Instruction -
Copy every line below that contains the string "post". Case counts.
# Extracted entries start
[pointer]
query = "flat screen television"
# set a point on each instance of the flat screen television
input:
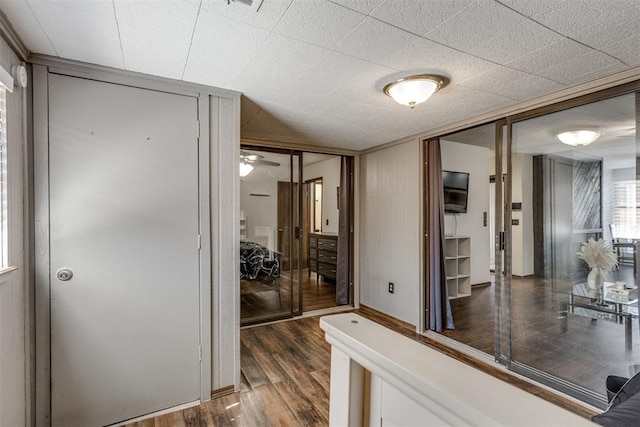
# Extracted entries end
# Extracted entries start
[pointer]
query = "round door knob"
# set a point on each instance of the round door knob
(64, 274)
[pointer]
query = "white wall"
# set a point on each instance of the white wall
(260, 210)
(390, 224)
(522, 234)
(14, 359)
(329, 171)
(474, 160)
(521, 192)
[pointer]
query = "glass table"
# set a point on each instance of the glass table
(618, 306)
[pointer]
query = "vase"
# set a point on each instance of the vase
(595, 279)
# Extracted entries end
# Extracted entries start
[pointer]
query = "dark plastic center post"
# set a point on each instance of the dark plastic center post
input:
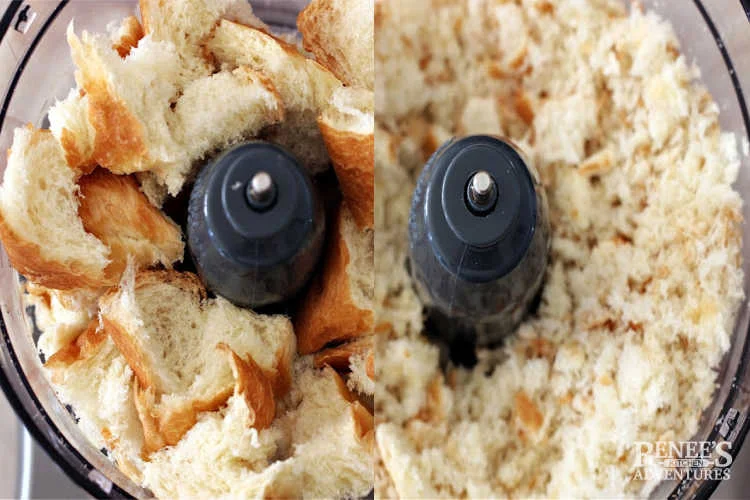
# Extracted entries end
Exercise answer -
query = "dark plastic center post"
# set a point on each instance of the dark plastic center post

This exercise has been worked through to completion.